Copy out every one of the rows below word for word, keeping each on its own line.

● **Point annotation dataset rows**:
[start]

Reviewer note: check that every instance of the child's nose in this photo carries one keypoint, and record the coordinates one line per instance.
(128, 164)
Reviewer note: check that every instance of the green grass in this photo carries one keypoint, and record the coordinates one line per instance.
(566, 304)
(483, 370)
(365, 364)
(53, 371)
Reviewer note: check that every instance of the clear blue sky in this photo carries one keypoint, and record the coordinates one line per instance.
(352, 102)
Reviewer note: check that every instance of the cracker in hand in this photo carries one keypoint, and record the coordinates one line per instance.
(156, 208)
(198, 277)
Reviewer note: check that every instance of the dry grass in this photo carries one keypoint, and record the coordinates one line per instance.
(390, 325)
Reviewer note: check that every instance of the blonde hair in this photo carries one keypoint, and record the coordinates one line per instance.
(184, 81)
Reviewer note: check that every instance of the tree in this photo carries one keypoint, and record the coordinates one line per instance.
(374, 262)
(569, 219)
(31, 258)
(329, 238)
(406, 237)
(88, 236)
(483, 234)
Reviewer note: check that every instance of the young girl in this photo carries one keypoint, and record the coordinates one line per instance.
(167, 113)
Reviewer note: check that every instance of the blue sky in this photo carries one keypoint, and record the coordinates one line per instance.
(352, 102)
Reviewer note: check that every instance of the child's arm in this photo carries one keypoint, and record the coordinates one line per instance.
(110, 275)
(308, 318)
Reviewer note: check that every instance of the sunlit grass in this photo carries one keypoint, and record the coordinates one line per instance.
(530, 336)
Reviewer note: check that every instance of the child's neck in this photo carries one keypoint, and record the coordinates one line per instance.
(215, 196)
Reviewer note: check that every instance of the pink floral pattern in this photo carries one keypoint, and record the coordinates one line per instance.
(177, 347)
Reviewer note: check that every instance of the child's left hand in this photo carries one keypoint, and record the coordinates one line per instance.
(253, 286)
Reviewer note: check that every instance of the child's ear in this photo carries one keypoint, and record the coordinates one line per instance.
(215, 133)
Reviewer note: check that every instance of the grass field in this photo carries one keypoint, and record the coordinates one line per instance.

[end]

● **The response**:
Reviewer note: check that every instance of the child's nose in this photo carries one keypoint, and record the coordinates one line per instance.
(128, 164)
Reviewer note: check that every instance of the green grass in this photo carries one keypoint, and record the coordinates one line per instance.
(566, 304)
(483, 370)
(365, 364)
(53, 371)
Reviewer note: check that every instance of the clear blue sky in this photo carries one keypoint, and record the coordinates one line per instance.
(352, 102)
Reviewer note: check that every instance of the cracker in hand in this photo carries one keypoint, and record the coordinates one line per instance.
(156, 208)
(198, 277)
Reviewer note: check that every instance of the dry grass in this photo carries one keypoint, and record the coordinates one line per instance.
(390, 325)
Reviewer note: check that every instance of the blonde hair in this photo carries one keypoint, and record the coordinates one line per instance.
(184, 81)
Reviewer note: check that every instance of the tree in this photo carries one keypoint, and record the coordinates one line per instance.
(374, 262)
(569, 219)
(31, 258)
(329, 238)
(406, 237)
(88, 236)
(483, 234)
Reviewer note: check that every instance of the young girl in this photo carries one keypoint, and record the coordinates one line per instance.
(167, 113)
Reviewer note: check that every instance of the blue sky in this photo carries one keypoint, and record the coordinates one line per instance.
(352, 102)
Reviewer note: check that every instance of the child's arm in this photo carries one keypoint, and record the coordinates one line per instance.
(110, 275)
(308, 318)
Reviewer note: check that every instance of the sunlit grass in this photo carries one keypoint, and record the coordinates one line per instance.
(530, 336)
Reviewer note: check that every instance of the child's neck in this photo carries one keypoint, and record the coordinates one line per instance.
(215, 196)
Reviewer note: check that every instance of the pink floral pattern in this photo carries one keypoint, and record the coordinates one line per instance.
(177, 347)
Reviewer note: check that every instance of the child's left hand in this photo carries one keypoint, and record the coordinates one line per instance.
(253, 286)
Reviewer note: check that every instance of the child's ear in this photo carries one keypoint, and record the coordinates one line per instance.
(215, 133)
Reviewer note: check that every instance of the grass field in this photo carries one keypoint, and record the coordinates one line per instance.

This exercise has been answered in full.